_Task requirements_. Change "distant light" to "faraway lamp" throughout the items below and write them out again with everything else the same. Leave out the pictures.

:: Information shown

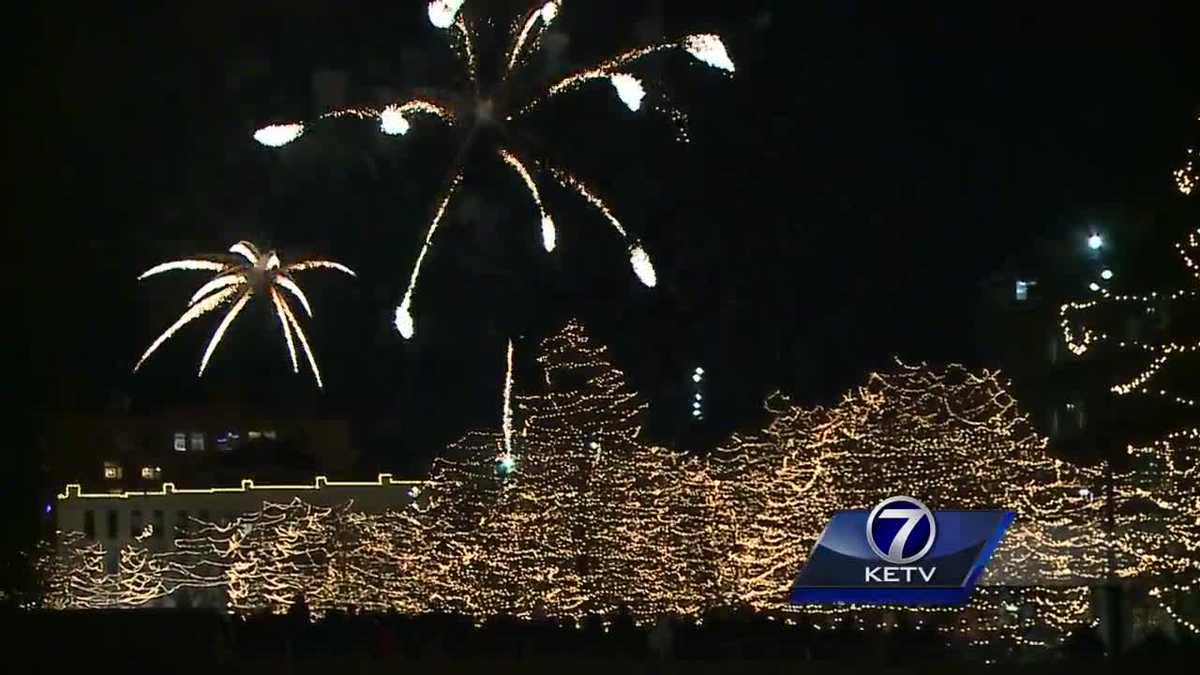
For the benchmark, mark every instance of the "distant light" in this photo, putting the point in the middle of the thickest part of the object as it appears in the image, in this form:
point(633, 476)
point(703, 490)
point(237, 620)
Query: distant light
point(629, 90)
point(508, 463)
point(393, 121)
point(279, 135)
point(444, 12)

::::

_The completed task_.
For the benchmark, mark every instance of the "faraway lamp" in this photo, putting the point in the middle of the thickest part of the object as it appears in the image, in this form:
point(633, 476)
point(703, 490)
point(237, 620)
Query: faraway lamp
point(629, 90)
point(508, 463)
point(393, 121)
point(279, 135)
point(444, 12)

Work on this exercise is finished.